* [Exercise objective]: Copy every line of the records below, word for word and in the same order.

--- Records for the task ---

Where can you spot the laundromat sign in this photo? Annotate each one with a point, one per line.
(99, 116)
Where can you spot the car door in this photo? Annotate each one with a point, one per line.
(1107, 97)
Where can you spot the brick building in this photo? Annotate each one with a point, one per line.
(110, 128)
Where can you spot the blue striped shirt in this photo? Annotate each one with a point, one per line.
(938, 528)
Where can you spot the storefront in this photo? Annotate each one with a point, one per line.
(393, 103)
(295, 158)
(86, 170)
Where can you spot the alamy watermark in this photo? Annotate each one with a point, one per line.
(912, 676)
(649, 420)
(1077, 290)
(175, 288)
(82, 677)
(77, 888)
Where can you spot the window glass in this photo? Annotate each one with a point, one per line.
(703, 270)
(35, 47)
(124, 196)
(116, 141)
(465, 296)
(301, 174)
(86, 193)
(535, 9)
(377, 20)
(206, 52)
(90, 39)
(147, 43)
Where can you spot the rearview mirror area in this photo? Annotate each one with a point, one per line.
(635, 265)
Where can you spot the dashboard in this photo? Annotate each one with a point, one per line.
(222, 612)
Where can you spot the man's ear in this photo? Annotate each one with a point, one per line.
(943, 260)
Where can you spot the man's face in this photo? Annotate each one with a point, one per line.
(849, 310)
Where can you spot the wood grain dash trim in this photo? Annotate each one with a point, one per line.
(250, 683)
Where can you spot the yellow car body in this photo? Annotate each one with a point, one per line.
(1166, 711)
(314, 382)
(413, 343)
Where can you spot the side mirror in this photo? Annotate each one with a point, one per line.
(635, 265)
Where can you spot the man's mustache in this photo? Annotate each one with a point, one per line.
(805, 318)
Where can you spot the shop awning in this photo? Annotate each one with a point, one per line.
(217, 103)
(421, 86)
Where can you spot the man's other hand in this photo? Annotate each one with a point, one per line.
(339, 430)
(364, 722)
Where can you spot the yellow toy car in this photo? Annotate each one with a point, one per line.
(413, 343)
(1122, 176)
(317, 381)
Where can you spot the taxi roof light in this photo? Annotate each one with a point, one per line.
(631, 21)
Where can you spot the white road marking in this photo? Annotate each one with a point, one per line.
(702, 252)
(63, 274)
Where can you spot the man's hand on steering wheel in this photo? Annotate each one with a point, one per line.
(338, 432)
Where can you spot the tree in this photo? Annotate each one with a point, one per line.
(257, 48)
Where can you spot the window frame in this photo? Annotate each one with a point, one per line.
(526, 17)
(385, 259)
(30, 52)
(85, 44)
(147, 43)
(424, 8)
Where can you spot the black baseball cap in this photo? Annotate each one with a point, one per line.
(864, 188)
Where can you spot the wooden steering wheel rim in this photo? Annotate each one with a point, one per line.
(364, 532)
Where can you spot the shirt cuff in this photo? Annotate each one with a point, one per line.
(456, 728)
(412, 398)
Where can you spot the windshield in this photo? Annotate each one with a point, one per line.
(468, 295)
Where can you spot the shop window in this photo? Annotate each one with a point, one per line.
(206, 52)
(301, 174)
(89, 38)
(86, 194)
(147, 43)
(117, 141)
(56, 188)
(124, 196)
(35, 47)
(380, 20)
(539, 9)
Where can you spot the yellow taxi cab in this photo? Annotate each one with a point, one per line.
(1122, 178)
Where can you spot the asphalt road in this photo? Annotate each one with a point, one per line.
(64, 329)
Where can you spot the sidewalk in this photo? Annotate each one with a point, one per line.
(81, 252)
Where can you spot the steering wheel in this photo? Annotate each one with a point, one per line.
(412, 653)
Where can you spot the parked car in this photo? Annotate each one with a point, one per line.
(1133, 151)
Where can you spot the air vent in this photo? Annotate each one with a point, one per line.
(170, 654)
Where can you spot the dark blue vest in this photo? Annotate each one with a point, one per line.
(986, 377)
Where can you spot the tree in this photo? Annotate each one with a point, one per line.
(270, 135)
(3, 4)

---

* [Full solution]:
Where can you spot the laundromat sign in this photo? Annotate each one with a point, one per line.
(99, 116)
Where can you spot the car door in this photo? Annotate each one with a point, one per line.
(1107, 97)
Where can you spot the brick building in this photo? Annotate each one with a point, one per line.
(110, 128)
Where can you spot the blue striped shirt in this photo? Annotate each one with a point, one per line.
(938, 528)
Where can you spot the storefront in this photo? Annotate each one with a point, one per line.
(393, 103)
(295, 158)
(86, 170)
Where can you spot the alamy watermark in this photo? Annotate each one with a point, one per line.
(912, 676)
(649, 420)
(1077, 290)
(175, 288)
(82, 677)
(77, 888)
Where can you spot the window glass in this photo? Annotate each one with a point, one per line.
(703, 270)
(35, 47)
(124, 196)
(116, 141)
(465, 296)
(301, 174)
(86, 193)
(535, 9)
(377, 20)
(206, 52)
(90, 39)
(147, 43)
Where can you spot the rearview mirror area in this photo? Annotate each one with a point, one per line.
(635, 265)
Where can you spot the dashboard in this photo? Annotate each one with a point, one per line.
(222, 612)
Where can you spot the man's ear in this photo? Annotate each one with a point, one per line.
(943, 260)
Where can you spot the man's face in this photo? Annotate each one with a point, one per line.
(849, 310)
Where can you spot the wood grain dash trim in this photo? Annotate each one with a point, one per line.
(250, 683)
Where can you spot the yellow car body in this photo? Annotate each one with a point, one per line.
(1166, 711)
(314, 382)
(413, 343)
Where can you spot the side mirror in this photo? Annotate each one with a point, one per line.
(635, 265)
Where can you spot the man's mustache in this photo? Annotate each one with a point, one per line.
(805, 318)
Where can you spot the shop awning in this photo? Annotate each one with a point, one per line.
(217, 103)
(421, 86)
Where can you spot the man's other hand in this photo? Annotate each one with a point, one per line.
(339, 430)
(364, 722)
Where can you spot the yellow toy car in this photo? Annotate each one with a point, one per line.
(413, 343)
(1122, 176)
(317, 381)
Where can you spot the taxi roof light in this photo? Annotate each one with a point, one per line.
(631, 21)
Where can you spot the white road marking in this photo? Annotate each one with a point, one per line.
(702, 252)
(63, 274)
Where can you spot the man's hand on steering wheel in this photo? Annotate each one with a point, one per line.
(338, 432)
Where can you spot the tree in this photo? Annotate each one with a point, one per line.
(257, 48)
Where can you spot the window frame in this photo? Annotate each one with a point, one per line.
(526, 17)
(385, 259)
(30, 52)
(85, 44)
(147, 43)
(424, 8)
Where can you spot the black baseball cap in this photo? Annotate each one with a point, one per line.
(864, 188)
Where can you spot the wooden steering wheel rim in this photo? Annotate each one with a point, one per line.
(364, 532)
Where can you spot the shirt cuff in this photo? Annotate each one with a point, one per line.
(456, 728)
(412, 398)
Where can you spot the windshield in this photo? Annotate each one with a point, one per line.
(468, 295)
Where can you spot the shop window in this photo? Annotate each one with a point, one per line.
(206, 52)
(301, 174)
(89, 38)
(86, 194)
(147, 43)
(117, 141)
(56, 188)
(124, 196)
(35, 47)
(380, 20)
(539, 9)
Where can you spot the yellow taxi cab in this photo? Annotate each one with a point, one per line.
(1122, 178)
Where can you spot the asphalt road in this photo? Annotate each one with a point, one per line.
(64, 329)
Where can you spot the sidewalk in this photo? Annotate each one with a point, one per line.
(81, 252)
Where can you spot the steering wheel in this photo? Annotate each one with a point, one per line.
(412, 653)
Where can you spot the parked car in this photo? Annotate each one with a point, one per line.
(1133, 151)
Where can you spot the air vent in this photo? Annotate each one with a point, one per line.
(170, 654)
Where can you spot the dark blue vest in this photo? Annotate each one with a point, one per line.
(986, 377)
Where can you spot the tree in this photo? Annotate each one with a point, one per line.
(270, 135)
(3, 4)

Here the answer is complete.